=== Task prompt ===
Turn every line of the records below into a Markdown table with the columns Nr and Line, one line per row. Number the rows and skip any blank lines.

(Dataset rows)
---

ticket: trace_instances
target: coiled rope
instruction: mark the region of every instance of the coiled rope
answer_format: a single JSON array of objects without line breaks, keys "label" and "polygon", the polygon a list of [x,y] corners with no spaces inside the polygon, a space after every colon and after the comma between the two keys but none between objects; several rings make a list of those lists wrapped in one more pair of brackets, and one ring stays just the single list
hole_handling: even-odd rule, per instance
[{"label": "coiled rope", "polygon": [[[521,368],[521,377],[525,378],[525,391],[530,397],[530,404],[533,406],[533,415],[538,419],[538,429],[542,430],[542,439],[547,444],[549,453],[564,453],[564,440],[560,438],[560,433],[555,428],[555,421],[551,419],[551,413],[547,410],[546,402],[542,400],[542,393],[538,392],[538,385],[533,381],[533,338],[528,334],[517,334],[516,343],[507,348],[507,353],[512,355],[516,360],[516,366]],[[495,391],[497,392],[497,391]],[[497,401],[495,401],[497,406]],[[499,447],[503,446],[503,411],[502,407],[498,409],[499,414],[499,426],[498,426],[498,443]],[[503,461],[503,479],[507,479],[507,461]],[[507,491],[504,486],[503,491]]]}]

---

=== Response to this exercise ===
| Nr | Line |
|---|---|
| 1 | ticket: trace_instances |
| 2 | target: coiled rope |
| 3 | instruction: mark the region of every instance of the coiled rope |
| 4 | answer_format: a single JSON array of objects without line breaks, keys "label" and "polygon", the polygon a list of [x,y] corners with no spaces inside the polygon, a space after every colon and after the comma between the two keys but none between objects; several rings make a list of those lists wrapped in one more pair of brackets, and one ring stays just the single list |
| 5 | hole_handling: even-odd rule, per instance |
| 6 | [{"label": "coiled rope", "polygon": [[[521,368],[521,377],[525,378],[525,391],[530,397],[530,404],[533,406],[533,415],[538,419],[538,429],[542,430],[542,439],[547,444],[549,453],[564,453],[564,440],[560,438],[560,433],[555,428],[555,421],[551,419],[551,413],[547,410],[546,402],[542,400],[542,393],[538,392],[538,385],[533,381],[533,338],[528,334],[517,334],[516,343],[507,348],[507,353],[512,355],[516,360],[516,366]],[[495,391],[497,392],[497,391]],[[497,401],[495,401],[497,406]],[[499,447],[503,446],[503,411],[502,407],[498,409],[499,414],[499,426],[498,426],[498,443]],[[503,461],[503,479],[507,479],[507,461]],[[507,491],[504,486],[503,491]]]}] |